Mengapa Orang Indonesia Perlu Belajar Bahasa Arab
Halo, Assalamu’alaikum.
Bertepatan dengan Hari Bahasa
Arab Sedunia yang jatuh pada tanggal 18 Desember kali ini, saya ingin berbagi opini tentang
alasan kenapa masyarakat Indonesia perlu mengetahui dan mempelajari bahasa
Arab. Sedikitnya ada 3 alasan yang akan saya kemukakan sebagai berikut.
Pertama, sebagian besar
masyarakat Indonesia beragama Islam (muslim). Dalam agama Islam, terdapat dua
sumber hukum utama yaitu Al-Qur’an dan Hadits yang keduanya menggunakan bahasa
Arab. Sebagai seorang muslim, dalam segala aspek kehidupan akan merujuk ke dua
sumber tersebut. Bagaimana mungkin seseorang dapat memahami suatu konten
terlebih konten hukum, tanpa memahami betul bahasa yang digunakan dalam konten
tersebut.
Loh kan masing-masing udah ada
terjemahannya? Betul. Kita patut bersyukur para ulama’ kita telah bersungguh-sungguh
dalam menyajikan terjemahan Al-Qu’an dan Hadits, karena kita sangat terbantu
untuk sedikit memahami isi dari keduanya. Kenapa saya bilang sedikit, karena Al-Qur’an
dan Hadits WAJIB untuk diterjemahkan sedekat mungkin dengan bahasa sumbernya,
yaitu bahasa Arab. Mungkin sebagian pembaca pernah membaca karya terjemahan,
bahasa Inggris misalnya, bagaimana pemahaman anda? Apakah hanya dengan sekali
baca anda bisa memahami keseluruhan? Saya pribadi tidak yakin, hanya sedikit
yang mampu kita tangkap, karena butuh mengulang bacaan untuk mengerti maksud
kalimat, padahal bahasa terjemahan sudah (diusahakan) komunikatif. Hal tersebut
karena tidak semua kata atau rangkaian kata dalam bahasa sumber dapat
dipadankan dengan bahasa terjemahan. Bukankah lebih enak membaca dari bahasa
aslinya dibandingkan terjemahan? Tentu saja J
Terlebih Al-Qur’an dan Hadits yang isinya tidak boleh diubah sama sekali,
sehingga jika dirasakan, terjemahan keduanya sangat kaku, maka bahasa arab
sebagai bahasa sumber harus tetap dicantumkan, agar kita dapat merujuk kembali
jika menemukan terjemahan yang janggal. Selain itu, firman Allah SWT bukanlah
perkataan biasa. Di dalamnya mengandung kata-kata pilihan yang menyiratkan
makna yang dalam, sehingga untuk menangkap makna tersebut diperlukan penguasaan
bahasa firman Allah SWT, yaitu bahasa Arab.

Cuplikan Data >>
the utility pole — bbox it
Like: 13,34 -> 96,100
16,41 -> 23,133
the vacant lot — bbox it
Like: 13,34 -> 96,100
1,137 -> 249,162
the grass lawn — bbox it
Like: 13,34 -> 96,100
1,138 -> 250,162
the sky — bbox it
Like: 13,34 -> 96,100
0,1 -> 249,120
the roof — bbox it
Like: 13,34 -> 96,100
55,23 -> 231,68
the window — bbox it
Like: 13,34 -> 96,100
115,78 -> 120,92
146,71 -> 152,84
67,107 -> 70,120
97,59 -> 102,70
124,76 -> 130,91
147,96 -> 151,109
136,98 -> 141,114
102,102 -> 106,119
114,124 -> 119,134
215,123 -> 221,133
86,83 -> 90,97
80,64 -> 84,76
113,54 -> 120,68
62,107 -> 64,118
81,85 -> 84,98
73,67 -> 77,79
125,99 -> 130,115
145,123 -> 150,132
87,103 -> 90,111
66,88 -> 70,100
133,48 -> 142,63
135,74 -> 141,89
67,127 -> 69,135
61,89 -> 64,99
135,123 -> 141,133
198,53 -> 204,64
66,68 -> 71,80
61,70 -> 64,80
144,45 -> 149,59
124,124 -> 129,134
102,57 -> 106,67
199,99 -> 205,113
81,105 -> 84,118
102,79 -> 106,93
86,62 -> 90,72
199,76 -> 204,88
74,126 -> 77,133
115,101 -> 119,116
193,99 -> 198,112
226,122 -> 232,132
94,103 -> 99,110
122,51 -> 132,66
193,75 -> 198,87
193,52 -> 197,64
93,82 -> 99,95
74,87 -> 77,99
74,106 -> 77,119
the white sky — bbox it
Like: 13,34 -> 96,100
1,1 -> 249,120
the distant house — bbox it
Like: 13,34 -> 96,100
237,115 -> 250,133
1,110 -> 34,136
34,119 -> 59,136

Rincian Tugas >> Tolong sebutkan dua sumber hukum utama dalam agama Islam menurut teks sumber tentang alasan belajar bahasa Arab.

Hasil Latihan >> Al-Qur’an dan Hadits.